- DATA LISTING -
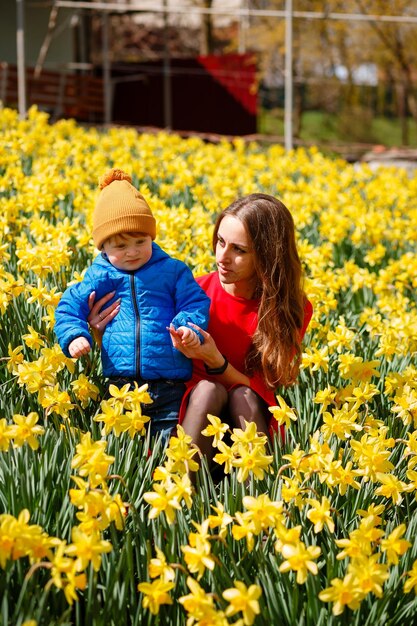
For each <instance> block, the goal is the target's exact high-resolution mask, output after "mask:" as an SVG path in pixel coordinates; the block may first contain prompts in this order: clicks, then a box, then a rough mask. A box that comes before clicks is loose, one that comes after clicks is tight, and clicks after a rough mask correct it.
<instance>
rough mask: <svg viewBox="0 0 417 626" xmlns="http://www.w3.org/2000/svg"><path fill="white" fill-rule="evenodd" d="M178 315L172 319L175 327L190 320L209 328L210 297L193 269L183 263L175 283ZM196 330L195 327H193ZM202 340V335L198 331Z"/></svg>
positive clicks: (180, 324) (176, 303)
mask: <svg viewBox="0 0 417 626" xmlns="http://www.w3.org/2000/svg"><path fill="white" fill-rule="evenodd" d="M175 299H176V311H177V313H176V315H175V317H174V319H173V320H172V324H173V325H174V327H175V328H178V327H179V326H188V325H189V322H191V323H193V324H197V326H200V327H201V328H202V329H203V330H206V329H207V326H208V321H209V310H210V298H209V297H208V296H207V295H206V293H205V292H204V291H203V289H202V288H201V287H200V285H199V284H198V283H197V282H196V281H195V279H194V277H193V275H192V272H191V270H190V269H189V268H188V267H187V266H186V265H185V263H181V265H180V271H179V273H178V276H177V280H176V285H175ZM193 330H194V329H193ZM195 332H197V335H198V336H199V339H200V341H202V336H201V334H200V333H199V332H198V331H195Z"/></svg>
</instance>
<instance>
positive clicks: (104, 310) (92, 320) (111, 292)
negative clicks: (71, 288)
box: [87, 291, 120, 347]
mask: <svg viewBox="0 0 417 626" xmlns="http://www.w3.org/2000/svg"><path fill="white" fill-rule="evenodd" d="M114 294H115V292H114V291H111V292H110V293H108V294H106V295H105V296H103V297H102V298H100V300H97V302H95V299H96V292H95V291H92V292H91V293H90V295H89V296H88V306H89V308H90V314H89V316H88V317H87V322H88V323H89V325H90V328H91V334H92V336H93V338H94V341H95V342H96V343H97V344H98V346H99V347H101V341H102V339H103V332H104V329H105V328H106V326H107V324H108V323H109V322H110V321H111V320H112V319H113V318H114V317H116V315H117V314H118V312H119V310H120V299H119V300H116V301H115V302H113V304H110V305H109V306H108V307H106V308H105V309H103V306H104V305H105V304H107V302H108V301H109V300H111V299H112V298H113V296H114Z"/></svg>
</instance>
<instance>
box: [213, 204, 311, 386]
mask: <svg viewBox="0 0 417 626" xmlns="http://www.w3.org/2000/svg"><path fill="white" fill-rule="evenodd" d="M226 215H231V216H233V217H236V218H237V219H238V220H240V221H241V222H242V223H243V225H244V226H245V229H246V232H247V233H248V235H249V238H250V240H251V242H252V245H253V249H254V262H255V269H256V273H257V277H258V287H257V290H256V293H255V294H254V297H259V299H260V303H259V311H258V327H257V330H256V331H255V333H254V335H253V338H252V345H251V348H250V349H249V352H248V355H247V358H246V368H247V373H248V374H253V372H254V371H256V370H261V372H262V373H263V377H264V379H265V382H266V383H267V385H268V386H269V387H270V388H271V389H275V388H276V387H277V386H278V385H290V384H292V383H293V382H294V381H295V379H296V377H297V374H298V370H299V362H300V357H301V346H300V330H301V328H302V325H303V320H304V305H305V294H304V291H303V287H302V268H301V262H300V258H299V256H298V252H297V247H296V243H295V229H294V221H293V218H292V215H291V213H290V212H289V210H288V209H287V207H286V206H285V205H284V204H282V202H280V200H278V199H277V198H274V197H273V196H269V195H267V194H263V193H254V194H251V195H249V196H244V197H243V198H239V199H238V200H236V201H235V202H233V203H232V204H231V205H230V206H229V207H227V209H225V210H224V211H223V212H222V213H221V214H220V215H219V217H218V218H217V222H216V224H215V227H214V233H213V247H214V249H215V248H216V245H217V233H218V230H219V226H220V223H221V221H222V219H223V218H224V217H225V216H226Z"/></svg>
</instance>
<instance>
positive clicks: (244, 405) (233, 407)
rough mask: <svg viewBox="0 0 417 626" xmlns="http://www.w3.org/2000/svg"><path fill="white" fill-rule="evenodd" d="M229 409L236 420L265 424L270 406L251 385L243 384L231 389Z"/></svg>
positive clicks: (259, 423)
mask: <svg viewBox="0 0 417 626" xmlns="http://www.w3.org/2000/svg"><path fill="white" fill-rule="evenodd" d="M229 410H230V414H231V416H232V418H233V420H234V421H240V420H241V419H245V420H246V421H249V422H252V421H255V422H257V423H258V422H259V424H260V425H261V424H262V425H263V424H264V423H265V420H267V419H268V407H267V405H266V402H264V400H262V398H260V397H259V396H258V394H257V393H255V392H254V391H253V390H252V389H251V388H250V387H246V386H245V385H241V386H239V387H234V388H233V389H231V390H230V391H229Z"/></svg>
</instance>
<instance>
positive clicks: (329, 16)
mask: <svg viewBox="0 0 417 626" xmlns="http://www.w3.org/2000/svg"><path fill="white" fill-rule="evenodd" d="M242 4H243V2H242ZM16 5H17V29H16V41H17V72H18V109H19V115H20V117H22V118H24V117H25V116H26V109H27V106H26V85H25V61H24V59H25V55H24V38H25V24H24V0H16ZM37 6H39V3H37ZM42 6H49V7H51V17H50V20H49V27H48V33H47V35H46V37H45V42H44V46H43V50H41V54H40V59H41V60H42V54H44V52H45V49H46V48H47V45H48V38H50V36H51V30H52V29H53V24H54V21H55V18H56V13H57V11H58V10H59V9H60V8H67V9H77V10H80V9H83V10H94V11H100V12H102V14H103V21H102V24H103V38H102V39H103V79H104V95H103V97H104V112H105V114H104V121H105V124H110V123H111V92H112V84H111V71H110V70H111V68H110V62H109V26H108V15H109V13H110V12H111V13H117V12H118V13H151V14H161V15H162V16H163V18H164V20H165V22H166V20H167V19H168V18H169V16H171V15H173V14H177V15H197V16H204V15H212V16H219V15H223V16H227V17H229V18H236V19H238V20H240V23H241V24H245V23H246V24H247V23H248V21H249V19H250V18H251V17H272V18H281V19H284V20H285V69H284V134H285V137H284V139H285V148H286V149H287V150H290V149H292V147H293V128H292V111H293V75H292V49H293V28H292V25H293V20H294V19H307V20H342V21H361V22H375V23H376V22H380V23H384V22H385V23H406V24H417V16H412V15H365V14H363V13H338V12H331V11H329V12H322V11H297V10H294V8H293V0H285V9H284V10H276V9H252V8H249V7H248V6H240V7H235V8H232V7H197V6H189V5H188V6H186V5H183V6H181V5H177V4H176V5H175V6H171V5H169V4H168V3H167V0H163V1H162V3H159V4H158V3H157V2H155V3H153V4H151V5H150V4H149V2H144V1H142V2H140V0H132V2H103V1H100V0H79V1H78V0H52V1H51V2H46V3H42ZM170 98H171V94H170V80H169V51H168V47H167V46H165V52H164V111H165V126H166V127H167V128H168V129H169V128H170V127H171V116H170Z"/></svg>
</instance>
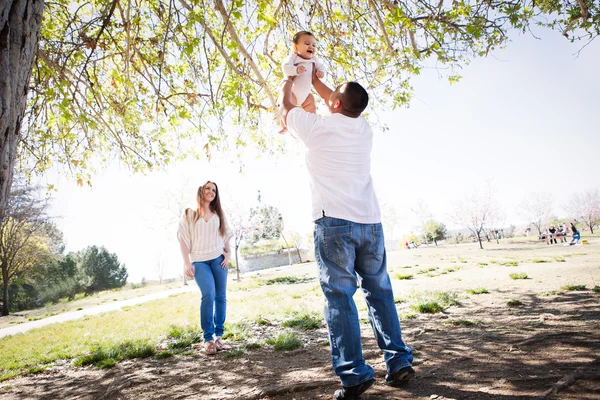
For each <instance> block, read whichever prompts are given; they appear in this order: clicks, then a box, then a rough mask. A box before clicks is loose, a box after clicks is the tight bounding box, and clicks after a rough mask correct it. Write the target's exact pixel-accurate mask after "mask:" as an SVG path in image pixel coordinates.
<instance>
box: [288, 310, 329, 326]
mask: <svg viewBox="0 0 600 400" xmlns="http://www.w3.org/2000/svg"><path fill="white" fill-rule="evenodd" d="M322 322H323V317H321V315H319V314H316V313H298V312H294V313H293V315H292V318H291V319H288V320H286V321H283V323H282V324H281V326H282V327H284V328H299V329H303V330H312V329H319V328H320V327H321V323H322Z"/></svg>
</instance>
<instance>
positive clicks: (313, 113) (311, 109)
mask: <svg viewBox="0 0 600 400" xmlns="http://www.w3.org/2000/svg"><path fill="white" fill-rule="evenodd" d="M302 109H303V110H304V111H306V112H309V113H313V114H316V113H317V105H316V103H315V97H314V96H313V95H312V94H311V93H309V94H308V97H307V98H306V100H304V103H302Z"/></svg>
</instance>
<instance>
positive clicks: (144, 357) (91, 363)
mask: <svg viewBox="0 0 600 400" xmlns="http://www.w3.org/2000/svg"><path fill="white" fill-rule="evenodd" d="M154 354H156V350H155V349H154V346H153V345H151V344H149V343H148V342H145V341H127V342H125V343H123V344H120V345H111V346H106V345H101V344H97V345H96V346H95V348H94V350H93V351H92V352H91V353H90V354H86V355H83V356H81V357H78V358H76V359H75V361H74V362H73V365H74V366H76V367H84V366H86V365H95V366H96V367H98V368H111V367H114V366H115V364H116V363H117V361H121V360H124V359H126V358H145V357H151V356H153V355H154Z"/></svg>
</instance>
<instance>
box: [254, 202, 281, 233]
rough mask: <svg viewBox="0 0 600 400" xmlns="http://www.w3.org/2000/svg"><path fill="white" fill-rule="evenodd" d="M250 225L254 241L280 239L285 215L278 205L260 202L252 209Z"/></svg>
mask: <svg viewBox="0 0 600 400" xmlns="http://www.w3.org/2000/svg"><path fill="white" fill-rule="evenodd" d="M250 225H251V232H250V236H251V239H252V241H253V242H257V241H259V240H260V239H279V238H280V237H281V232H282V230H283V216H282V215H281V213H280V212H279V209H277V207H274V206H269V205H264V204H260V205H259V206H258V207H254V208H252V209H251V210H250Z"/></svg>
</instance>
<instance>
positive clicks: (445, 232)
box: [425, 220, 447, 246]
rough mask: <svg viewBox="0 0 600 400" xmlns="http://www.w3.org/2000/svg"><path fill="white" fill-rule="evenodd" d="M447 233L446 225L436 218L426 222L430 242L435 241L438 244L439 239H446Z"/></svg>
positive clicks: (427, 230)
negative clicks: (434, 220) (437, 219)
mask: <svg viewBox="0 0 600 400" xmlns="http://www.w3.org/2000/svg"><path fill="white" fill-rule="evenodd" d="M446 234H447V231H446V225H444V224H443V223H441V222H437V221H434V220H430V221H427V222H426V223H425V235H426V238H427V241H428V242H429V241H433V242H434V243H435V245H436V246H437V242H438V240H444V239H446Z"/></svg>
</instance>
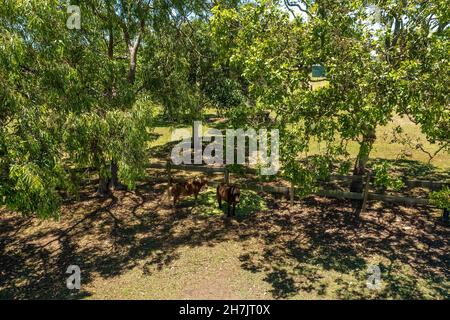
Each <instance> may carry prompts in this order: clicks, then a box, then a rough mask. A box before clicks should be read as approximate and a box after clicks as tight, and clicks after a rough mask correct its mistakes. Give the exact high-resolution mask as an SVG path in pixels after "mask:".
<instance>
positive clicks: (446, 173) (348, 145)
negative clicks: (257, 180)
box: [150, 116, 450, 180]
mask: <svg viewBox="0 0 450 320" xmlns="http://www.w3.org/2000/svg"><path fill="white" fill-rule="evenodd" d="M397 127H401V128H402V133H401V134H400V135H399V134H397V135H396V136H395V135H394V130H395V128H397ZM209 128H211V126H208V125H206V124H205V123H203V132H206V131H207V130H208V129H209ZM176 130H179V132H181V131H185V132H186V134H188V135H189V136H190V133H191V130H192V129H191V128H190V127H183V126H178V127H176V128H175V127H169V126H166V127H157V128H155V129H154V135H155V140H154V141H152V142H151V143H150V148H152V149H154V150H159V149H158V148H163V147H164V146H168V145H169V144H170V142H171V137H172V134H173V133H174V132H175V131H176ZM395 138H397V139H395ZM398 138H400V139H403V140H406V139H408V140H409V141H411V143H410V144H404V143H402V142H401V141H399V139H398ZM417 144H422V146H423V149H424V150H425V151H427V152H429V153H431V154H433V153H434V152H435V151H436V150H437V149H438V148H439V147H438V146H436V145H434V144H431V143H429V142H428V141H427V139H426V137H425V136H424V135H423V134H422V132H421V131H420V128H419V127H418V126H417V125H416V124H414V123H413V122H411V121H410V120H409V119H407V118H402V117H399V116H396V117H394V119H393V121H392V122H390V123H389V124H388V125H386V126H383V127H380V128H378V130H377V140H376V142H375V144H374V147H373V150H372V152H371V162H372V163H373V162H376V161H380V160H388V161H389V162H391V164H392V165H393V169H394V170H396V171H399V172H402V173H403V174H405V175H407V176H408V177H409V178H411V179H438V180H439V179H449V178H450V174H449V169H450V155H449V154H448V153H445V152H442V151H441V152H440V153H438V154H437V155H436V156H435V157H434V158H433V159H432V160H431V161H430V162H429V156H428V154H427V153H425V152H423V151H422V150H418V149H416V148H414V147H412V145H414V146H415V145H417ZM323 147H324V146H323V145H321V144H319V143H316V142H313V143H312V144H311V146H310V152H309V155H311V154H315V153H318V152H320V150H321V148H323ZM358 148H359V145H358V143H357V142H350V143H349V145H348V151H349V153H350V156H351V157H352V159H354V158H355V157H356V155H357V154H358V150H359V149H358ZM164 150H165V151H164V154H168V152H170V151H169V150H170V148H164Z"/></svg>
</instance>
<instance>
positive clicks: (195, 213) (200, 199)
mask: <svg viewBox="0 0 450 320" xmlns="http://www.w3.org/2000/svg"><path fill="white" fill-rule="evenodd" d="M222 205H223V206H222V208H223V209H222V210H221V209H219V205H218V203H217V198H216V189H215V188H209V189H208V190H207V191H206V192H203V193H201V194H200V195H199V197H198V204H197V205H196V206H195V207H194V208H193V209H192V213H193V214H197V215H200V216H214V215H222V214H226V210H227V205H228V204H227V203H226V202H223V203H222ZM266 209H267V207H266V202H265V200H264V199H263V198H262V197H261V196H259V195H258V194H257V193H256V192H254V191H251V190H241V199H240V202H239V204H238V205H237V207H236V216H238V217H248V216H250V215H252V214H254V213H256V212H258V211H262V210H266Z"/></svg>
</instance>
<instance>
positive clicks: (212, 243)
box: [0, 185, 450, 299]
mask: <svg viewBox="0 0 450 320" xmlns="http://www.w3.org/2000/svg"><path fill="white" fill-rule="evenodd" d="M164 192H165V186H163V185H148V186H147V187H146V188H140V189H139V190H136V191H135V192H133V193H131V192H116V193H115V194H114V195H115V196H114V197H113V198H111V199H95V198H92V197H91V198H85V199H84V200H81V201H79V202H77V203H74V204H71V205H70V206H69V208H68V209H66V210H64V214H63V215H62V217H61V221H60V222H53V221H39V220H37V219H34V218H24V217H20V216H18V215H16V214H13V213H9V212H6V211H4V210H3V211H0V220H1V223H0V254H1V259H0V270H1V271H0V298H1V299H44V298H46V299H80V298H86V297H89V296H90V295H91V292H89V289H88V288H89V285H90V284H91V283H92V282H93V280H94V279H96V278H101V279H105V280H107V279H110V278H113V277H116V276H120V275H122V274H124V273H126V272H127V271H129V270H131V269H134V268H141V269H142V272H143V273H144V274H146V275H149V276H151V275H152V274H153V273H154V272H157V271H158V270H162V269H164V268H168V267H170V266H171V264H172V263H173V262H174V261H176V260H178V259H180V252H179V249H180V248H182V247H183V248H185V247H192V248H199V250H201V247H202V246H210V247H213V246H215V245H217V244H220V243H223V242H227V241H234V242H238V243H240V244H241V247H242V250H243V252H239V253H236V254H237V255H238V257H239V260H238V263H237V264H236V268H242V269H244V270H247V271H249V272H253V273H262V274H263V277H262V278H263V281H265V282H266V283H267V284H269V285H270V287H271V290H270V293H271V295H272V297H273V298H283V299H284V298H293V297H297V296H298V295H301V294H303V293H311V294H313V295H315V296H317V297H336V298H346V299H355V298H402V299H407V298H448V297H449V288H448V282H446V279H448V278H449V268H448V262H449V260H448V252H447V248H448V244H449V239H450V237H449V235H450V234H449V229H448V228H446V227H444V226H442V225H440V224H437V223H435V218H433V217H432V216H430V214H429V213H428V210H427V209H426V208H422V209H413V210H409V209H405V208H402V207H389V206H372V207H370V206H369V208H368V211H367V212H366V213H365V214H364V215H363V216H362V217H361V221H360V223H359V224H358V225H356V224H354V223H352V222H349V219H348V217H349V216H351V215H352V208H351V204H350V203H349V202H345V201H338V200H329V199H323V198H309V199H306V200H305V201H303V202H302V203H301V204H299V205H297V206H295V207H292V208H289V207H288V206H287V204H286V203H284V202H280V201H277V200H275V199H273V198H271V197H262V196H260V195H258V194H255V193H252V192H247V191H245V190H244V197H243V203H242V204H241V205H242V207H241V208H240V210H242V211H241V213H240V216H238V219H236V220H231V221H228V219H222V218H221V217H220V216H221V215H222V214H223V213H222V212H221V211H220V210H218V211H216V209H215V208H217V205H216V203H215V194H214V192H213V191H212V190H208V191H207V192H205V193H202V195H201V196H200V199H199V207H198V208H197V207H195V206H190V205H189V206H188V205H186V203H185V204H183V205H182V206H181V207H179V208H176V210H171V209H170V208H167V207H165V205H164V204H163V202H162V198H163V194H164ZM82 199H83V198H82ZM196 210H197V211H196ZM240 210H239V209H238V214H239V211H240ZM205 212H207V213H206V214H205ZM373 259H375V260H376V259H378V260H376V261H375V262H373V261H372V260H373ZM371 263H377V264H378V265H379V266H380V268H381V269H382V281H383V283H384V286H383V287H382V289H381V290H380V291H377V292H372V291H369V290H368V289H367V288H366V286H365V281H366V278H367V272H366V270H367V266H368V265H369V264H371ZM73 264H76V265H79V266H80V268H81V272H82V274H81V277H82V289H81V290H80V291H76V290H75V291H71V290H68V289H67V288H66V279H67V277H68V275H67V274H66V273H65V271H66V270H67V267H68V266H69V265H73ZM402 268H406V271H403V269H402Z"/></svg>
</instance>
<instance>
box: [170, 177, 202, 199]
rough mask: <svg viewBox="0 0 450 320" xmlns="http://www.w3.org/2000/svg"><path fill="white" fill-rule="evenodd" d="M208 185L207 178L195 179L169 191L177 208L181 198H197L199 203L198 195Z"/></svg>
mask: <svg viewBox="0 0 450 320" xmlns="http://www.w3.org/2000/svg"><path fill="white" fill-rule="evenodd" d="M207 185H208V180H207V179H206V178H201V179H200V178H198V177H196V178H193V179H189V180H187V181H182V182H178V183H176V184H175V185H173V186H172V187H170V189H169V195H170V196H172V197H173V205H174V206H175V205H176V204H177V202H178V200H179V199H180V198H181V197H186V196H191V195H194V196H195V202H197V197H198V194H199V193H200V191H201V189H202V188H203V187H205V186H207Z"/></svg>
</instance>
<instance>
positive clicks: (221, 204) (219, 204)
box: [217, 194, 222, 209]
mask: <svg viewBox="0 0 450 320" xmlns="http://www.w3.org/2000/svg"><path fill="white" fill-rule="evenodd" d="M217 202H218V203H219V209H222V198H221V197H220V195H219V194H217Z"/></svg>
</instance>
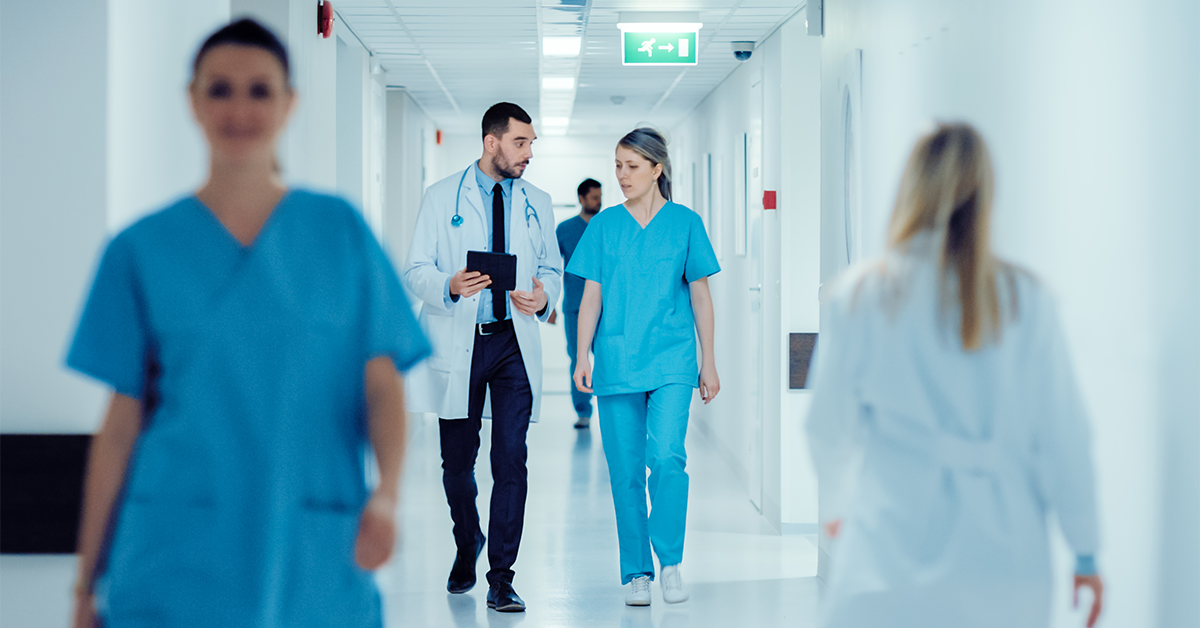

- TASK PROMPT -
Above are the records. Copy the lines beginning at the one that has "positive clicks: (446, 173) (348, 145)" and ending with the one that has "negative clicks: (257, 180)", unchanged.

- TASK SOLUTION -
positive clicks: (446, 173) (348, 145)
negative clicks: (257, 180)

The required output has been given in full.